Assigned task:
Once the pictures have been removed, repeat the remainder of the records exactly.

-- Given records follows --

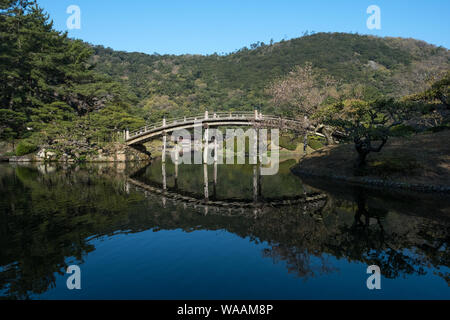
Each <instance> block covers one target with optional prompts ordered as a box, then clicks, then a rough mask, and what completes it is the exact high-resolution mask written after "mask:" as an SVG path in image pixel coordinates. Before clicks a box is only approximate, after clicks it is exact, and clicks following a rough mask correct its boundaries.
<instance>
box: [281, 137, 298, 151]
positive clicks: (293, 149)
mask: <svg viewBox="0 0 450 320" xmlns="http://www.w3.org/2000/svg"><path fill="white" fill-rule="evenodd" d="M279 145H280V147H282V148H284V149H287V150H290V151H295V150H296V149H297V141H296V139H292V138H291V137H289V136H281V137H280V141H279Z"/></svg>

-- Given records concluded --

Response:
Each <instance> block covers one target with optional prompts ordered as a box, then clicks, then a rough mask, and what completes it is the exact high-resolution mask written after "mask:" as an SVG path in image pixel coordinates. Before clicks a box is only approximate, after clicks it is exact, and clicks following a rough mask correct its boundaries.
<instance>
box: [281, 137, 298, 151]
positive clicks: (293, 149)
mask: <svg viewBox="0 0 450 320" xmlns="http://www.w3.org/2000/svg"><path fill="white" fill-rule="evenodd" d="M279 145H280V147H282V148H284V149H287V150H290V151H295V150H296V149H297V141H296V139H292V138H291V137H289V136H281V137H280V141H279Z"/></svg>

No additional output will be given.